» **Set task**
Reproduce the stretch of lines below from the one containing "like x=207 y=128." through the one containing "x=669 y=233", requests included, and offset every x and y coordinate in the answers by adding 15. Leave the sample coordinates inside the requests as they are.

» **Provided data**
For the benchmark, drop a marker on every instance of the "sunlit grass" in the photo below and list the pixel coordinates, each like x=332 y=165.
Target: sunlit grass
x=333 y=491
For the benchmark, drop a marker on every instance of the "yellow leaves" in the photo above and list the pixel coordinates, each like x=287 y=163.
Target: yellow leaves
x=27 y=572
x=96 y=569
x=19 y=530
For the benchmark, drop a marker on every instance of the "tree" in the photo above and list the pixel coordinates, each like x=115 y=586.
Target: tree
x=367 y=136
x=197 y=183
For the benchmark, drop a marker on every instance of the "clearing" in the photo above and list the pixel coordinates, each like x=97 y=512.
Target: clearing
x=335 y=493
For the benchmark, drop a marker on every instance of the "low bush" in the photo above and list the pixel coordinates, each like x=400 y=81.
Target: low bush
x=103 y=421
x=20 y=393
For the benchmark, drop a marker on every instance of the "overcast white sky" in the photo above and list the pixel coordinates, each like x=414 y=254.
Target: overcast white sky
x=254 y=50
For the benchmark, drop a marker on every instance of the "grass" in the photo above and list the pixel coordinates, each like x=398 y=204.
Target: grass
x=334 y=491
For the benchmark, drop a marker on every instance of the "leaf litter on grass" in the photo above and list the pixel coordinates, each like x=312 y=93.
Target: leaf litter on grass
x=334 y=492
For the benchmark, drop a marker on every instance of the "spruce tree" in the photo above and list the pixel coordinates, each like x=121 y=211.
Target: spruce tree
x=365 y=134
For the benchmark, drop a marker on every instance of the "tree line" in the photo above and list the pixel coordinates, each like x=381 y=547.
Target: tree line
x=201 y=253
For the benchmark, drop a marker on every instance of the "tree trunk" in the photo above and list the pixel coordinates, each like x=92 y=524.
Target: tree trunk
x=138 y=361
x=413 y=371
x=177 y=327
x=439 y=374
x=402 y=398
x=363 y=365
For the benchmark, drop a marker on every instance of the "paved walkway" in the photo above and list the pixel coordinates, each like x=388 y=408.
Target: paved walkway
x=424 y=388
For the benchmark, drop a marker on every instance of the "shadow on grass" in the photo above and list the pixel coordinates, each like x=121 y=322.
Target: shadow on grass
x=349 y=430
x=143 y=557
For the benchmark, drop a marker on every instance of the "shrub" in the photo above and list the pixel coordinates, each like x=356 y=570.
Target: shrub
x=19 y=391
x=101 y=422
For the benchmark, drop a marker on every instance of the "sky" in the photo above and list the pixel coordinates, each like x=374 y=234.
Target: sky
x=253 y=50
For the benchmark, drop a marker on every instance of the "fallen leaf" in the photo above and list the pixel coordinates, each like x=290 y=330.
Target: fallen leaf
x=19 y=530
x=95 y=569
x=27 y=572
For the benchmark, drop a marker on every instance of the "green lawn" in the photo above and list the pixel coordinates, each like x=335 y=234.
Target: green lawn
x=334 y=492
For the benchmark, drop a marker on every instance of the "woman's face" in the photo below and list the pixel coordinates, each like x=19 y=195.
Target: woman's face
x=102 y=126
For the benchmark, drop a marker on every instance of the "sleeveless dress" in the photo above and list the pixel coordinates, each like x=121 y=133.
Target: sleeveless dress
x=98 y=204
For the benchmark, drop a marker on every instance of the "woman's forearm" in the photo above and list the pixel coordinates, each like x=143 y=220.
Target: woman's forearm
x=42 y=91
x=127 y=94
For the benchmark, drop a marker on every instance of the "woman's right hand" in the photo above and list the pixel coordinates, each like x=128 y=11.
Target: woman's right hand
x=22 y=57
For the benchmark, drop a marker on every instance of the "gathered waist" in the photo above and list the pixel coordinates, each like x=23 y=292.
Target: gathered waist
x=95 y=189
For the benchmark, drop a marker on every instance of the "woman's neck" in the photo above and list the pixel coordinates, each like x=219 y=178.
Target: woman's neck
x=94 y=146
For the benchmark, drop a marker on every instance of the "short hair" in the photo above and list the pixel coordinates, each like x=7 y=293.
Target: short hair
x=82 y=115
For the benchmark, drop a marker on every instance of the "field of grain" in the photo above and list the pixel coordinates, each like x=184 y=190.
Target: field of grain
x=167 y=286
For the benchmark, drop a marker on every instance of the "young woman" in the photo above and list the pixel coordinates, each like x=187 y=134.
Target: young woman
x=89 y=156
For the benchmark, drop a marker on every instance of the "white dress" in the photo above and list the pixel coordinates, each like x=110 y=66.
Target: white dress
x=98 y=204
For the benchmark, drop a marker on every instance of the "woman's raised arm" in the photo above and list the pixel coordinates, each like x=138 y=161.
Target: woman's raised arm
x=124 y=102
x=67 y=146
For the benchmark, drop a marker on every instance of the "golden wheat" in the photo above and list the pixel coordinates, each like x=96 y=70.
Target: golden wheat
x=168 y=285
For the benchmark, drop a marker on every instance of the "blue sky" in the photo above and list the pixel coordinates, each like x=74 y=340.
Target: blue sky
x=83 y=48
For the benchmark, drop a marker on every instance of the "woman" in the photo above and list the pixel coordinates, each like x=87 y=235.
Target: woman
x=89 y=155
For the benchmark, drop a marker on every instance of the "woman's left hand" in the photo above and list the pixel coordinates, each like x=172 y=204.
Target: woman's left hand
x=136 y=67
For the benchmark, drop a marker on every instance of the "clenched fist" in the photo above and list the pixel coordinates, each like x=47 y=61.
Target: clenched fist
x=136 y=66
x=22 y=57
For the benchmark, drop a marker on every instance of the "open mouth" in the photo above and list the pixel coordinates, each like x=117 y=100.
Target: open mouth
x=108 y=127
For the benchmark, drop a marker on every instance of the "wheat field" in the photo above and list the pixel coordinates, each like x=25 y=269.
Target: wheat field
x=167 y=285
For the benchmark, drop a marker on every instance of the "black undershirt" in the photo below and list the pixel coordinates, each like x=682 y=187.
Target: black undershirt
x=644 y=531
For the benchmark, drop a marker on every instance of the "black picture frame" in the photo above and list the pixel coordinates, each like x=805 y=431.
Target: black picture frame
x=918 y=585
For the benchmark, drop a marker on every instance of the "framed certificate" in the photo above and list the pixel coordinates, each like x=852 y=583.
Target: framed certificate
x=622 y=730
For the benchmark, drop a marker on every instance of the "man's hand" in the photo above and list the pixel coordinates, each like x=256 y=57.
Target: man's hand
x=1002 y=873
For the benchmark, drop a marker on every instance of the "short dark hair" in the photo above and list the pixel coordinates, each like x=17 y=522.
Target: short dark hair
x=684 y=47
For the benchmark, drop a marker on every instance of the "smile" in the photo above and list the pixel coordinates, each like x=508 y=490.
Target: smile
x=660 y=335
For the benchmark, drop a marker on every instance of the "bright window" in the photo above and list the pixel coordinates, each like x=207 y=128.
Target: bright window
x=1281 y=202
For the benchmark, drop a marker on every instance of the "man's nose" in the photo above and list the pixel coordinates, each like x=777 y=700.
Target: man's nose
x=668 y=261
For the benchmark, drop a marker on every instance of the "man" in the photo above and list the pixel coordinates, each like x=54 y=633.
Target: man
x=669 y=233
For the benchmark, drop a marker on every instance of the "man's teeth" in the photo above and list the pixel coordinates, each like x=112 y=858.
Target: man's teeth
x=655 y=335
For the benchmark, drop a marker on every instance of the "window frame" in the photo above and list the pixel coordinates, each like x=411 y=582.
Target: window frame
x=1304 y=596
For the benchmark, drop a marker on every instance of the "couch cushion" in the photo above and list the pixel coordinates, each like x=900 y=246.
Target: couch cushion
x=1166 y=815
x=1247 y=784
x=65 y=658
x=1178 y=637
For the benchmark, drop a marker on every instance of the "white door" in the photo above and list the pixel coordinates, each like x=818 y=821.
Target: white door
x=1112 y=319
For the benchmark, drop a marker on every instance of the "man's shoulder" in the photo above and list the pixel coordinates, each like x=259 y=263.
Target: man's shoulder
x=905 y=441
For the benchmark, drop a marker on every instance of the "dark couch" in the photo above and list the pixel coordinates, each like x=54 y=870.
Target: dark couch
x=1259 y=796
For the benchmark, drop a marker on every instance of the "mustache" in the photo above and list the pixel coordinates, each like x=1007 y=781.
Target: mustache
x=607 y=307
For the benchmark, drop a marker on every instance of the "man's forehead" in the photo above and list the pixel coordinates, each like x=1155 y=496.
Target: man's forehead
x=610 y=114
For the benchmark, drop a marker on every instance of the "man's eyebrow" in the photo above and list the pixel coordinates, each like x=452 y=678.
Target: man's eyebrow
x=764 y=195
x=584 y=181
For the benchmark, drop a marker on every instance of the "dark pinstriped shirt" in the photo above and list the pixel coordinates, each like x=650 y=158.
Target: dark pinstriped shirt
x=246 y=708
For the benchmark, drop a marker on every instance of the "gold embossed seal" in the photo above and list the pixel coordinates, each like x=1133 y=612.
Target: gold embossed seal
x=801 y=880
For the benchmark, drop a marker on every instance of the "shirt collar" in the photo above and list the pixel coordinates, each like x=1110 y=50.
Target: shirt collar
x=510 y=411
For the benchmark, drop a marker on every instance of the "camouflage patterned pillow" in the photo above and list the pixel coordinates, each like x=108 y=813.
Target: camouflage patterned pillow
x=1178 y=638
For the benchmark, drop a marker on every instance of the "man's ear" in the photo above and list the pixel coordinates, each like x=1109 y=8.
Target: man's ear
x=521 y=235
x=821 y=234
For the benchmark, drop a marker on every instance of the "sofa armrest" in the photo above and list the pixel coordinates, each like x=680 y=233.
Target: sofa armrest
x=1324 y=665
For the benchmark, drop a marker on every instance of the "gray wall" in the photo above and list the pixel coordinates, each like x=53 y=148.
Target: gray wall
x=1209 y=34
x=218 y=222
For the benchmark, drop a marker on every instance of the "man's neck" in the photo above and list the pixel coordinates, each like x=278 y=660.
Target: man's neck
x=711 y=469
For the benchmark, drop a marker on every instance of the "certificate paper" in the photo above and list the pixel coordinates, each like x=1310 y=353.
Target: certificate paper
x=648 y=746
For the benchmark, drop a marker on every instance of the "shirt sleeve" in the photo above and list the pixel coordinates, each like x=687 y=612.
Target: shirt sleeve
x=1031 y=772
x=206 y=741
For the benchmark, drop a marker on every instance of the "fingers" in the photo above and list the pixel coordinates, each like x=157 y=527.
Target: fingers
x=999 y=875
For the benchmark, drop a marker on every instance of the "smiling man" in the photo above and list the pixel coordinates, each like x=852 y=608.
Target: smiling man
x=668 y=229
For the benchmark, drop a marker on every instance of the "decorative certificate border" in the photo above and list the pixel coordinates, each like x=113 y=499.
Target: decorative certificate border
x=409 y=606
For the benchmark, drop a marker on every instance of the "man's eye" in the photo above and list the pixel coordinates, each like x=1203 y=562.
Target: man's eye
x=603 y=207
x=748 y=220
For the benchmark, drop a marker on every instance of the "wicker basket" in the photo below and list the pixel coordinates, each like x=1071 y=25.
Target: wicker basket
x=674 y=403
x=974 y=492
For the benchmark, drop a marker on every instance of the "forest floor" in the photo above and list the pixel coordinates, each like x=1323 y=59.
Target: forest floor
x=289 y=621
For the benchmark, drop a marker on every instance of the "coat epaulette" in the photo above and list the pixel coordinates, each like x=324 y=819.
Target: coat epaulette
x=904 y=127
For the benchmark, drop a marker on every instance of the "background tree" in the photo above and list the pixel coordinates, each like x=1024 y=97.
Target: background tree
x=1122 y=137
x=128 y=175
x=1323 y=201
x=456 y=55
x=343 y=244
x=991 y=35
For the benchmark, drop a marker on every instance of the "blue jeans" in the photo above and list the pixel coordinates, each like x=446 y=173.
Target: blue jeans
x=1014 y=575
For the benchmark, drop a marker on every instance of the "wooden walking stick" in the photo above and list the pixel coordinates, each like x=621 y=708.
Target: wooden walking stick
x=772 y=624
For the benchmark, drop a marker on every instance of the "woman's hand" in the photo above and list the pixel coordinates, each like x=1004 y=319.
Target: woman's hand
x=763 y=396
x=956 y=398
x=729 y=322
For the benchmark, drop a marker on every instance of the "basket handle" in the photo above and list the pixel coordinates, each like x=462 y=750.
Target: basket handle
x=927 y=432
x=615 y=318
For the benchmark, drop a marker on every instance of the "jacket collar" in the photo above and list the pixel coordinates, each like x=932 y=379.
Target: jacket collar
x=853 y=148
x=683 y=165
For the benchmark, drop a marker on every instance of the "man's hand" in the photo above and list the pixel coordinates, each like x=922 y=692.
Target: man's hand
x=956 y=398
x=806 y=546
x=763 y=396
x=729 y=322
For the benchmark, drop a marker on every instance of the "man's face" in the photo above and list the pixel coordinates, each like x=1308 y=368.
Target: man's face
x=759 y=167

» **Solution to this exercise**
For the benchmark, drop a marker on every instance of the "bright window" in the photo above and list the pixel coordinates, each like x=207 y=128.
Target: bright window
x=1296 y=217
For the benchmark, drop a marker on every instance of the "man's nose" in the photo above and list the pixel coordinates, each like x=777 y=700.
Target: man's nose
x=683 y=276
For the benchmark, drop a marker on every instance of the "man" in the photo above and list the pixel coordinates, each like x=54 y=633.
Target: man
x=684 y=248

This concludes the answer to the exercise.